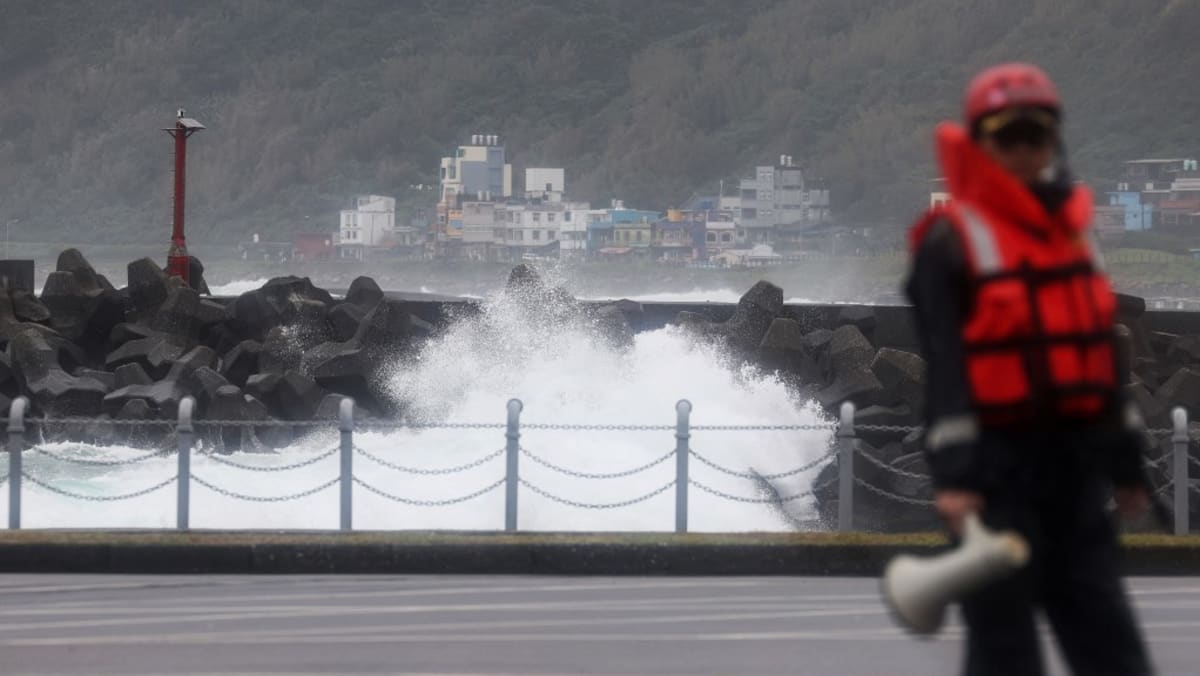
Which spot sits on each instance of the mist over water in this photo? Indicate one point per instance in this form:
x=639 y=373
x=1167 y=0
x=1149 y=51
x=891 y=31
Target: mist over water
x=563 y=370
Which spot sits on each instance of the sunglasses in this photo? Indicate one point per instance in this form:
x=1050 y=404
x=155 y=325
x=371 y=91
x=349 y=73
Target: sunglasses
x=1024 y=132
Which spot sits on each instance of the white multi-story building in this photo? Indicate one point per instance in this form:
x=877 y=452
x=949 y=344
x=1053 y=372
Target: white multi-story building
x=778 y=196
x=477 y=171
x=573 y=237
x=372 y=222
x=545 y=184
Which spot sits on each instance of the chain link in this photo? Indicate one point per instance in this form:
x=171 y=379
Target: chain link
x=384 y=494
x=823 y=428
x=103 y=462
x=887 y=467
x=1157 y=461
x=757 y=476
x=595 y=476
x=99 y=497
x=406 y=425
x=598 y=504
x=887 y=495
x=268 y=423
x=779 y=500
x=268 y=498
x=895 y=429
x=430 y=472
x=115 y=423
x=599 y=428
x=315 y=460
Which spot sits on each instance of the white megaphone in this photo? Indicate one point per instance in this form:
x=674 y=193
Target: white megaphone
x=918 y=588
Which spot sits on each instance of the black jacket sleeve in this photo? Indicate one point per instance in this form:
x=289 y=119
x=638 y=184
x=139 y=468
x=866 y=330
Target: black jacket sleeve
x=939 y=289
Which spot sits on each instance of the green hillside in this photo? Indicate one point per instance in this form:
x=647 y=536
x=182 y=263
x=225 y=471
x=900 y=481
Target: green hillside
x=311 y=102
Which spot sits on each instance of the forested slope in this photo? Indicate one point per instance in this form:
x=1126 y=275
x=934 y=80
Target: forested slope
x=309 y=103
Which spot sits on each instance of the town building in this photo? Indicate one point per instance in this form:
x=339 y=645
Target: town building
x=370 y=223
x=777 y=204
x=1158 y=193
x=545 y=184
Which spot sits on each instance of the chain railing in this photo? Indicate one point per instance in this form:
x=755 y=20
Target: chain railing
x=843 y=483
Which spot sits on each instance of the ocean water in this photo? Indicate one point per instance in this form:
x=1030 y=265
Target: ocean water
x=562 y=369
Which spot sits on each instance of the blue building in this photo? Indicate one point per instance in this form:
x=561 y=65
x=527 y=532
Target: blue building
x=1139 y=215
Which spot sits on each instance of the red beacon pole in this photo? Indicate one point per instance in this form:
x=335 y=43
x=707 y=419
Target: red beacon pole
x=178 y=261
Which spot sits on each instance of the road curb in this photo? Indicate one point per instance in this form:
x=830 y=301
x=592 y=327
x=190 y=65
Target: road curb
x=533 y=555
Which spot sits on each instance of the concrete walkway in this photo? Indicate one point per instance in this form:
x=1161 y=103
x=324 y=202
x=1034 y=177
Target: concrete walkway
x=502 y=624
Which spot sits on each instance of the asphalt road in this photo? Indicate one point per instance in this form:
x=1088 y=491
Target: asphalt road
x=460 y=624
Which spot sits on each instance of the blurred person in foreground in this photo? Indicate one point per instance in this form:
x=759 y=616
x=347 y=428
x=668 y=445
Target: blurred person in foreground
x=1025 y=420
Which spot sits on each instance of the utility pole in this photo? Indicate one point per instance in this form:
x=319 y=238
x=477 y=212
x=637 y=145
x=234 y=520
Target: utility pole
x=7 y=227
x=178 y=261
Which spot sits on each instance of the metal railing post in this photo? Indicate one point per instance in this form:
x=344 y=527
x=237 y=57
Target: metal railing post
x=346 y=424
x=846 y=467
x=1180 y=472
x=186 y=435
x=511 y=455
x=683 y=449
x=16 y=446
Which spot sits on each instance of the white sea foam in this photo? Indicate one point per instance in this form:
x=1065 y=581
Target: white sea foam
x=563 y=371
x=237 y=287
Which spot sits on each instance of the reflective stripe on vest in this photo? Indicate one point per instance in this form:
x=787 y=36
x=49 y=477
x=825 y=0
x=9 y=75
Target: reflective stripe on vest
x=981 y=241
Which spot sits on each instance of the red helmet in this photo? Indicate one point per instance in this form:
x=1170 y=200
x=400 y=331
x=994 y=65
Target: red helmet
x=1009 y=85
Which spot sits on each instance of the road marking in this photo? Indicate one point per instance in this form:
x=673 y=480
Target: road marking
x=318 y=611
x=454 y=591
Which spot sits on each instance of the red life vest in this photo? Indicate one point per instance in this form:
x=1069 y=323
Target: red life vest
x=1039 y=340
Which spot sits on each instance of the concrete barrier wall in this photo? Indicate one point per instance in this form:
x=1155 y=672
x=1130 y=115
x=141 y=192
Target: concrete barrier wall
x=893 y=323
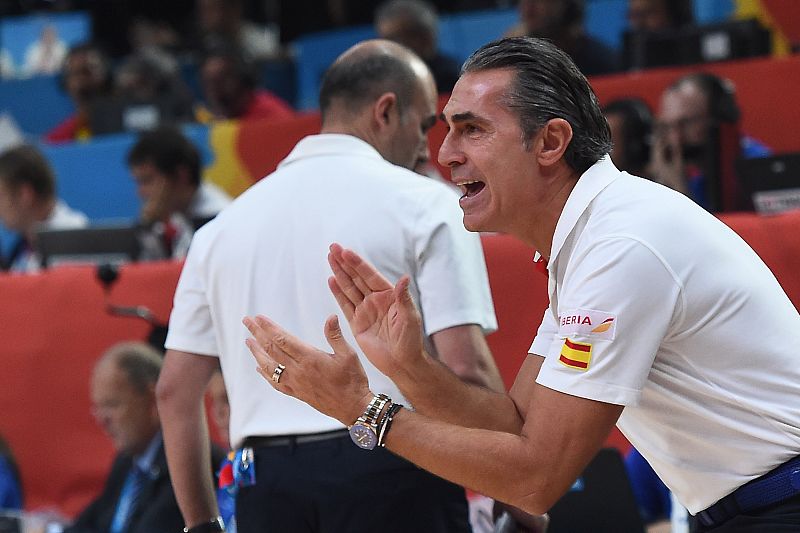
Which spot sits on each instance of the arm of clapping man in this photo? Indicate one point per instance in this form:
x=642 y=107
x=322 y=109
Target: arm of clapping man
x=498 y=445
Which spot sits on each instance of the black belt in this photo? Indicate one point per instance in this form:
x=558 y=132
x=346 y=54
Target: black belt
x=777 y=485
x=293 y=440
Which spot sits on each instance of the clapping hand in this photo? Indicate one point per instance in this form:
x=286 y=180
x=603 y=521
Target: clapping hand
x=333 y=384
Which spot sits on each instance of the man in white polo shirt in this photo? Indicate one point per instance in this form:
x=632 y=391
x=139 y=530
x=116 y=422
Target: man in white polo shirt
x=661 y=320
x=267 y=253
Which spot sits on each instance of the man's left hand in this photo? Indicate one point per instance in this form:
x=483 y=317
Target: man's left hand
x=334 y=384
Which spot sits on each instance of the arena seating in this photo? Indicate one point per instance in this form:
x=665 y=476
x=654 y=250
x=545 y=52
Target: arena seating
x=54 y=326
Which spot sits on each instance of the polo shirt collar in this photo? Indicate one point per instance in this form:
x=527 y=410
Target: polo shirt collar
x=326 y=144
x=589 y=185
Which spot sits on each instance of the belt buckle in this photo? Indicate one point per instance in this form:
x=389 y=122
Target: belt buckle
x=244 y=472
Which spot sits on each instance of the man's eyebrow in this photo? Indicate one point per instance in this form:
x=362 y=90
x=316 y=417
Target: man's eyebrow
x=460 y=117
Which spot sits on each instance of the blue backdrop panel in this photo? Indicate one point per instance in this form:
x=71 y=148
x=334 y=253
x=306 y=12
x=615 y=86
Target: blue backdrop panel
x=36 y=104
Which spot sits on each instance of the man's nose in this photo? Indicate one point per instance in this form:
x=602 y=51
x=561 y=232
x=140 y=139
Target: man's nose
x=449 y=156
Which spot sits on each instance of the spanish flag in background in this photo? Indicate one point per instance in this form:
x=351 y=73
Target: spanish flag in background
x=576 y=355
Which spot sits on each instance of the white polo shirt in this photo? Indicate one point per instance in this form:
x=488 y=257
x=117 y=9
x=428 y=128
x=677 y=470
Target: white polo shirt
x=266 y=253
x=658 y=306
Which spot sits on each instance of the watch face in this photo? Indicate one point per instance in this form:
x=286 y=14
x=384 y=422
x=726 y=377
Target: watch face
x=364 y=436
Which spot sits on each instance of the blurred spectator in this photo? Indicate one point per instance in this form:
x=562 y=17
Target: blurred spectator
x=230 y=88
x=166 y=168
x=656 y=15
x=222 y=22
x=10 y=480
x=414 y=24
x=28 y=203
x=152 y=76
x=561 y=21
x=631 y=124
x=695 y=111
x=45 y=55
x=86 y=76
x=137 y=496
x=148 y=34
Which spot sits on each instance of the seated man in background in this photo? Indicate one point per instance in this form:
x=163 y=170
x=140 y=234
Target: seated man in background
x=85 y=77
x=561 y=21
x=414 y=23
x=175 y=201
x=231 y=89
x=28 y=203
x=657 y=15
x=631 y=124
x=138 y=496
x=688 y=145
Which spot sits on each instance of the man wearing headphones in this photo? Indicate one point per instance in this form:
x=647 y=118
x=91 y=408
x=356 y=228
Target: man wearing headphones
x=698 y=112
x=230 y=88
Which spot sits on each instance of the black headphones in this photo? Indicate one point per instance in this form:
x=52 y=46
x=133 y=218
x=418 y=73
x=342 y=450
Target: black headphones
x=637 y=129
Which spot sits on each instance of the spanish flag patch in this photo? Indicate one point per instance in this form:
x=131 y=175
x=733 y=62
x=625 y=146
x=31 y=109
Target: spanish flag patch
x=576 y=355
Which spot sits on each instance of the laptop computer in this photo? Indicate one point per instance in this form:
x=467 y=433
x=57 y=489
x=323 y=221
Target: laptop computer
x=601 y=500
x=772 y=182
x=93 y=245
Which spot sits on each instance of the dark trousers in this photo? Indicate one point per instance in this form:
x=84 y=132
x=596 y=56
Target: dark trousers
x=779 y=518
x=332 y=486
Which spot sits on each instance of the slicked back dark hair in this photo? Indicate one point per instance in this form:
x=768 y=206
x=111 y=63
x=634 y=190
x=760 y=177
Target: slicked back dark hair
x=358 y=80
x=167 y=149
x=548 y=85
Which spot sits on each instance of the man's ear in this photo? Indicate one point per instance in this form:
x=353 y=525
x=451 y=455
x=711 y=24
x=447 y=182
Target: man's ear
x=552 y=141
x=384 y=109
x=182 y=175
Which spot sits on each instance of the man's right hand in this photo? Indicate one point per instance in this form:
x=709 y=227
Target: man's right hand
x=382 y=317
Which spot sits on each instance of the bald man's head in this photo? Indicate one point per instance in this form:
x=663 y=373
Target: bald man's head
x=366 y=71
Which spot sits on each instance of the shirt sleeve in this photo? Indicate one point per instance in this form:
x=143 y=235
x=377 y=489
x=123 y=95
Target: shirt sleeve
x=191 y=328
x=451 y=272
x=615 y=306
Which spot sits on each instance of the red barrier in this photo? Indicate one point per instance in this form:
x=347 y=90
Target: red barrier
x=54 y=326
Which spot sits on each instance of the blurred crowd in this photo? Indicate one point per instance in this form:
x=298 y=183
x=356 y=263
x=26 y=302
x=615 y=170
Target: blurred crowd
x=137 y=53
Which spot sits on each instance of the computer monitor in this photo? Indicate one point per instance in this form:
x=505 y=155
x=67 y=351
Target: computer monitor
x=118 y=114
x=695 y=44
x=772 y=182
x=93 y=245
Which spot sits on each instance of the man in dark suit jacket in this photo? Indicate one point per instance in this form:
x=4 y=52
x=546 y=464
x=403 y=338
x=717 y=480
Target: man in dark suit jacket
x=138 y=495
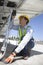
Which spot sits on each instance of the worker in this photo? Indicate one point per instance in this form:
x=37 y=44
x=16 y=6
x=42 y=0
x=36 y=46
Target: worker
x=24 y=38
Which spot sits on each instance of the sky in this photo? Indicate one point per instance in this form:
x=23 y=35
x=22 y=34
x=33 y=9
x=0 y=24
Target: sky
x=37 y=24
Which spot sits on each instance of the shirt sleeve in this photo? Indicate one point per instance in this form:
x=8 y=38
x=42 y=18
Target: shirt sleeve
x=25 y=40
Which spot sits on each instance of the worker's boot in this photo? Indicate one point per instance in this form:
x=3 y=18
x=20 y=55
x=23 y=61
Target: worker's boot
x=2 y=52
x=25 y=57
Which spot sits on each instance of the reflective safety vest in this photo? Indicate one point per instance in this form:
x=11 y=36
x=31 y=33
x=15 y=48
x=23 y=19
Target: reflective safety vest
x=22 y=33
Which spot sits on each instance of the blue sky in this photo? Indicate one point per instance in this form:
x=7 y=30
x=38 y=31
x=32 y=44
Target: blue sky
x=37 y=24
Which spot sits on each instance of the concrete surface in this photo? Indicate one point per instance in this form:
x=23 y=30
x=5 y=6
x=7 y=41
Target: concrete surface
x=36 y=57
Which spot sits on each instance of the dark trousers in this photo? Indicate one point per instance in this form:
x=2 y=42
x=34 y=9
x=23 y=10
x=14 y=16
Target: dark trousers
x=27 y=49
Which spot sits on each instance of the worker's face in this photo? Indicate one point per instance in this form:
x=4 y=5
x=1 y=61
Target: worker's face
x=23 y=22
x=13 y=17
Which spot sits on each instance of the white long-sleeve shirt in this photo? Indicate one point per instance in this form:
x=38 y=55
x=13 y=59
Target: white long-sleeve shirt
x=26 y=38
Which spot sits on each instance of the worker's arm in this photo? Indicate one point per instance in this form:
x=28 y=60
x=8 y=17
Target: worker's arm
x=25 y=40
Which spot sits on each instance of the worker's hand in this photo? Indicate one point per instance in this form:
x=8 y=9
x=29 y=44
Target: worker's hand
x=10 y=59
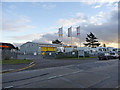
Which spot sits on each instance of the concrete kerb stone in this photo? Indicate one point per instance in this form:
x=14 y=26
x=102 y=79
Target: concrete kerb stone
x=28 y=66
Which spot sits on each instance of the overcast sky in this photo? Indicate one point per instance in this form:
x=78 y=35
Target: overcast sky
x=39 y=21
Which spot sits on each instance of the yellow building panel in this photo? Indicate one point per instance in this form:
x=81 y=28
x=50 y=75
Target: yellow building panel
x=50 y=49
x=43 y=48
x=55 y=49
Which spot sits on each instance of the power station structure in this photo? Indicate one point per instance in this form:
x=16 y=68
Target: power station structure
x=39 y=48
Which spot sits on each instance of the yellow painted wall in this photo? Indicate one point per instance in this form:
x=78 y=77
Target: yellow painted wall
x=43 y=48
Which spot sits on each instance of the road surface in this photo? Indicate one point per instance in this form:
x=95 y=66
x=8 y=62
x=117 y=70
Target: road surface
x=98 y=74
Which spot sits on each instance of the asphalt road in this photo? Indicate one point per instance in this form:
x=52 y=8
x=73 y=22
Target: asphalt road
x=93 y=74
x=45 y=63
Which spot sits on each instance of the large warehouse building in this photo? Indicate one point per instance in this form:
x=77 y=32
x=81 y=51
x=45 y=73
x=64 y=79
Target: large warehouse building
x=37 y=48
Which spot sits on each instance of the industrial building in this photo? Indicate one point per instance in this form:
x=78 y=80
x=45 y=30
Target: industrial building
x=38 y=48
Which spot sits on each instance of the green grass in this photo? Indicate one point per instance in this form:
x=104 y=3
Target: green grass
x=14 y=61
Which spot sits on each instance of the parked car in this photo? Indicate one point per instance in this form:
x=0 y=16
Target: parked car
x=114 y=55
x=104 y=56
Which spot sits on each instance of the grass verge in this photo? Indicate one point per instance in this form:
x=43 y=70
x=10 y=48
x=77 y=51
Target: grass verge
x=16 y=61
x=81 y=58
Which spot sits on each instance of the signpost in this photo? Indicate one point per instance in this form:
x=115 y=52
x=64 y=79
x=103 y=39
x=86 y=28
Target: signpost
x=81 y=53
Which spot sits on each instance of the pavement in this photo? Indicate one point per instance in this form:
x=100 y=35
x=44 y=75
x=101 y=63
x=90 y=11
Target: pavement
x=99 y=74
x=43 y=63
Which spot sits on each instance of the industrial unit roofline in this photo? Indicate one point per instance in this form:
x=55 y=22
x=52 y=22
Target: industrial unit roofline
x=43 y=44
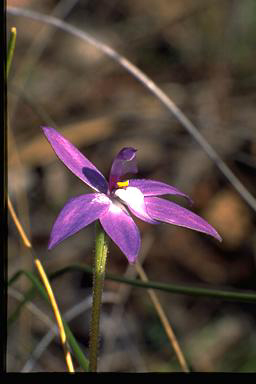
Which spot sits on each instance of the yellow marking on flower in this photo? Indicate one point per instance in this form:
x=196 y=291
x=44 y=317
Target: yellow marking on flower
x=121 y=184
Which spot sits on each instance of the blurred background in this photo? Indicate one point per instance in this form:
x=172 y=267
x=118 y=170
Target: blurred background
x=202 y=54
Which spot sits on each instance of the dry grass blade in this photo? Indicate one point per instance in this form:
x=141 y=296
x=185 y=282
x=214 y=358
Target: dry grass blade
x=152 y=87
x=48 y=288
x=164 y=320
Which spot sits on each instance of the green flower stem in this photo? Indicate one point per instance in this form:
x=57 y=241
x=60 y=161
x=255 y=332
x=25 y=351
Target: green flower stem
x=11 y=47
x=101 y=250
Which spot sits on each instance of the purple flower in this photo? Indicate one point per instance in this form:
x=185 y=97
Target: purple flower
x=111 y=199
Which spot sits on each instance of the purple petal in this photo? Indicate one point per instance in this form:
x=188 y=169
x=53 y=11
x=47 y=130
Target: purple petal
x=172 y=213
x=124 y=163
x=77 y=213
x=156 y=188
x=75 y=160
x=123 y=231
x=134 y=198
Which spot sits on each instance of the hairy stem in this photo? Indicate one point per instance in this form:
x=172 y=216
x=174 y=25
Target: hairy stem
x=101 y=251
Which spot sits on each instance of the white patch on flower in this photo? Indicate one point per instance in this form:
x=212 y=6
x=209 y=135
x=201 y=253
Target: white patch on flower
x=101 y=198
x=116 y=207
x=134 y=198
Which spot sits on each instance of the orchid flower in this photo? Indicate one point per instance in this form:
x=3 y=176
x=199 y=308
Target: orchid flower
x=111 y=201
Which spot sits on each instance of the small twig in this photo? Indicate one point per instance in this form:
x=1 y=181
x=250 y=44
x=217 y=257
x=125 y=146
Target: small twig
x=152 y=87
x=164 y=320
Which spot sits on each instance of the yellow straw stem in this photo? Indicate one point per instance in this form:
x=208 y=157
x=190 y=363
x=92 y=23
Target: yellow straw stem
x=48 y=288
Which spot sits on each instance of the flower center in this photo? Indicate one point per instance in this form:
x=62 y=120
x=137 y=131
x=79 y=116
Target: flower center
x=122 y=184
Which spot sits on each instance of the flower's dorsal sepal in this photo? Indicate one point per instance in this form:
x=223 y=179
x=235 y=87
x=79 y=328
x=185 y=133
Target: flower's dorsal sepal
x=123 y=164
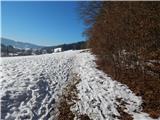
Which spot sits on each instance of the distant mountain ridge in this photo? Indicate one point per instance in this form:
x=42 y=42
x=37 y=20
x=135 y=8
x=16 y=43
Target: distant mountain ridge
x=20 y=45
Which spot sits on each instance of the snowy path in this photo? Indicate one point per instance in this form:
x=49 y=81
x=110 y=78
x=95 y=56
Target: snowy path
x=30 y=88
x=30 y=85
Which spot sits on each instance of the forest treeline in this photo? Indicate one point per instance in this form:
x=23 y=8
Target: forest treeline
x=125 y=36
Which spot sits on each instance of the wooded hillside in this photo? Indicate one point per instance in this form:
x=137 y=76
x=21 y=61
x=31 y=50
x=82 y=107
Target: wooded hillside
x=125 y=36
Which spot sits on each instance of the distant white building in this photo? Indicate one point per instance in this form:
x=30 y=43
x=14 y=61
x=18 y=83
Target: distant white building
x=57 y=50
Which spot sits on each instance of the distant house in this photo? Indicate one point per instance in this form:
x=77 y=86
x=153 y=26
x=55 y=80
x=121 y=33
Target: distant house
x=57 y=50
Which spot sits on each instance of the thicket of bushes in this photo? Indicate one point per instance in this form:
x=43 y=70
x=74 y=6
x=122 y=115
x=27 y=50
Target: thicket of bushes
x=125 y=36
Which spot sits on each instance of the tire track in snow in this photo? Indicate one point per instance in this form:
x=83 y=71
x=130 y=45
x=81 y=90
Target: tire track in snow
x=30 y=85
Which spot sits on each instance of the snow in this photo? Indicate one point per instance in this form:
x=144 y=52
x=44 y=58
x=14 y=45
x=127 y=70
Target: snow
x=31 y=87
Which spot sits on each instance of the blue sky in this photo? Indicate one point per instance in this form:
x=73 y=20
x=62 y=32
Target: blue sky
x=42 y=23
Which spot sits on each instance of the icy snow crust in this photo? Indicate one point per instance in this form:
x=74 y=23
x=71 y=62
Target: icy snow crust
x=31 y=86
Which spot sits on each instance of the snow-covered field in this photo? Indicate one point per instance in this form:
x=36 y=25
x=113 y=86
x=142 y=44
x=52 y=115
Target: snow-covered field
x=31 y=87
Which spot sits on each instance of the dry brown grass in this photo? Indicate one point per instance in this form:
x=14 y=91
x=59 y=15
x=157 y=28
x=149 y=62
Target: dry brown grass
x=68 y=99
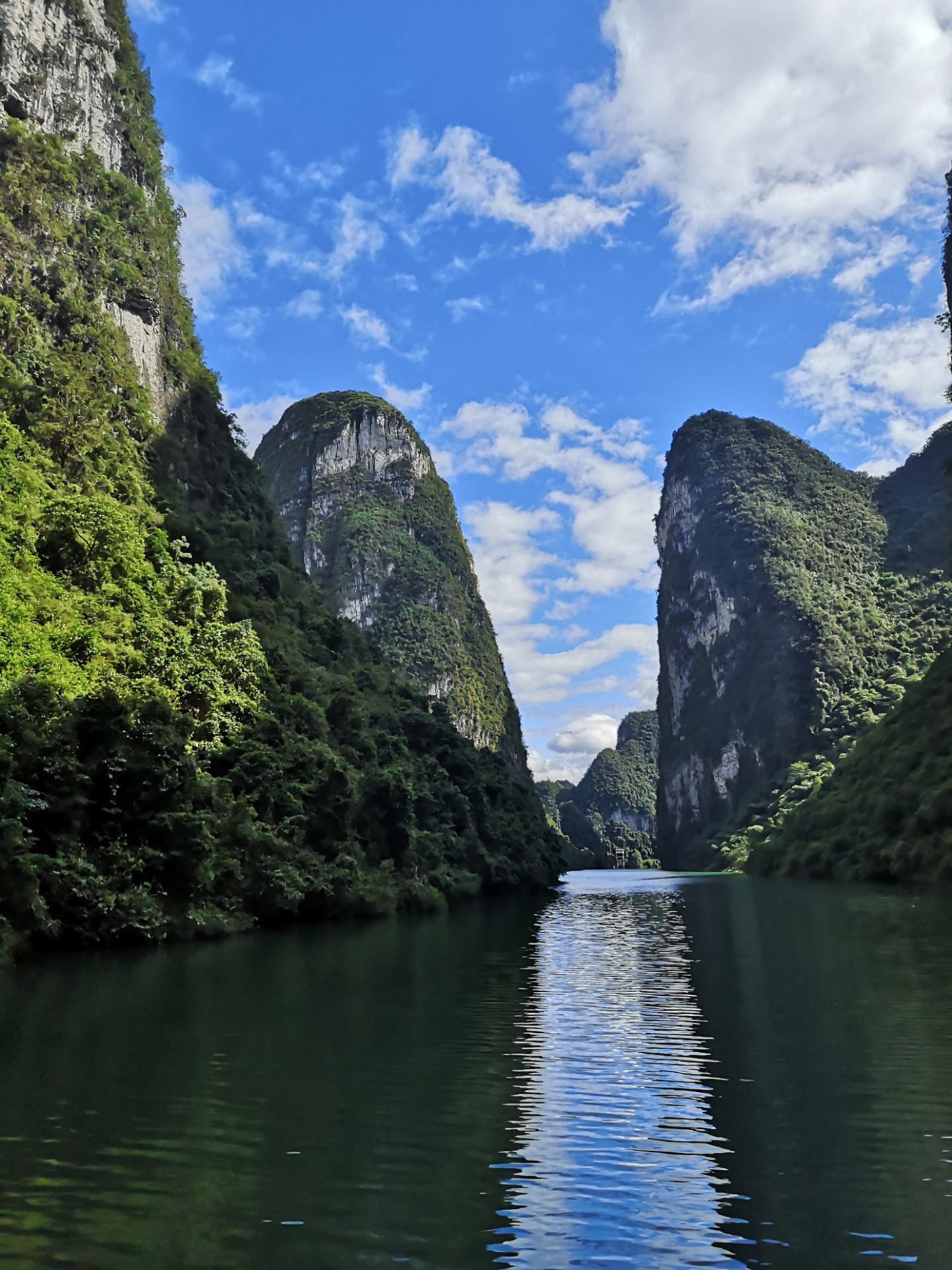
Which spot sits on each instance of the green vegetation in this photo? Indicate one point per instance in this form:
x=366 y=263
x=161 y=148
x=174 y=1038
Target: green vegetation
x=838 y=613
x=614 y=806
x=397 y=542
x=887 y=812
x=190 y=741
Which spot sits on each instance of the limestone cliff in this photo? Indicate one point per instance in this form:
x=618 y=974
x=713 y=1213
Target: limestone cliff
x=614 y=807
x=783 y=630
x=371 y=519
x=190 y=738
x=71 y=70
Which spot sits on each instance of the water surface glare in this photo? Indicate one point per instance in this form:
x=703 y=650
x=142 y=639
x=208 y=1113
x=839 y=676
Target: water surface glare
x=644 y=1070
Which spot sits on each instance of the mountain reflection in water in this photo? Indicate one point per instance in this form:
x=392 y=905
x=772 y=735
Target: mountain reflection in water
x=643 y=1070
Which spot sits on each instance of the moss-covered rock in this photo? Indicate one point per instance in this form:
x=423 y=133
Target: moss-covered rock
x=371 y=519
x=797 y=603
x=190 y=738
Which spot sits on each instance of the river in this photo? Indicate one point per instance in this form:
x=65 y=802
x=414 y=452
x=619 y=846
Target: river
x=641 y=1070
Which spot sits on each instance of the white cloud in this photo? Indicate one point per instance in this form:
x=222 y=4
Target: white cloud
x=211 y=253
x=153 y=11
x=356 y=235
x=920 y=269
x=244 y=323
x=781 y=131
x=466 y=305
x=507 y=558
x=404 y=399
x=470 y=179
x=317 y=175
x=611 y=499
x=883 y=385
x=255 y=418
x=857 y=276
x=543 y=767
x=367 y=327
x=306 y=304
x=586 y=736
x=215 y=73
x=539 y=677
* * * * *
» What is needed
Could you turn the material into a Markdown table with the columns Row and Entry, one numbered row per line, starting with the line containing "Which spot sits on each instance of the white sea" and going on through the line containing "x=333 y=384"? Skip blank lines and leave the pictures out.

» Finished answer
| Row | Entry |
|---|---|
| 1 | Which spot sits on each instance of the white sea foam in this photo? Indicate one point per instance in this form: |
| 2 | x=1065 y=581 |
| 3 | Target: white sea foam |
| 4 | x=563 y=371 |
| 5 | x=237 y=287 |
| 6 | Which spot sits on each instance of the reflective stripe on vest in this photo? Indicate one point per instance in this form: |
| 7 | x=787 y=36 |
| 8 | x=49 y=477 |
| 9 | x=825 y=0 |
| 10 | x=9 y=75 |
| 11 | Target: reflective stripe on vest |
| 12 | x=981 y=241 |
| 13 | Which spot sits on each instance of the red helmet in this photo? Indicate one point per instance in this form: |
| 14 | x=1170 y=200 |
| 15 | x=400 y=331 |
| 16 | x=994 y=65 |
| 17 | Target: red helmet |
| 18 | x=1009 y=85 |
| 19 | Which spot sits on each instance of the road marking in this photo? Indicate one point per instance in this form: |
| 20 | x=673 y=480 |
| 21 | Target: road marking |
| 22 | x=318 y=611 |
| 23 | x=454 y=591 |
| 24 | Which spot sits on each instance of the red life vest in this photo? Indicate one point per instance in this form: |
| 25 | x=1069 y=323 |
| 26 | Target: red life vest |
| 27 | x=1039 y=340 |
| 28 | Which spot sits on each instance of the concrete barrier wall in this photo? Indicate one point per instance in this form: |
| 29 | x=1155 y=672 |
| 30 | x=1130 y=115 |
| 31 | x=141 y=192 |
| 32 | Target: concrete barrier wall |
| 33 | x=893 y=323 |
| 34 | Which spot sits on each instance of the arm of clapping man in this photo? Indicate one point per instance in this form: |
| 35 | x=642 y=107 |
| 36 | x=322 y=109 |
| 37 | Target: arm of clapping man |
| 38 | x=498 y=445 |
| 39 | Which spot sits on each instance of the black belt in this photo? Indicate one point per instance in this form: |
| 40 | x=558 y=132 |
| 41 | x=346 y=54 |
| 42 | Target: black belt |
| 43 | x=777 y=485 |
| 44 | x=293 y=440 |
| 45 | Which spot sits on each instance of the clapping hand in this photo? Indicate one point per instance in this form: |
| 46 | x=286 y=180 |
| 47 | x=603 y=521 |
| 48 | Target: clapping hand |
| 49 | x=333 y=384 |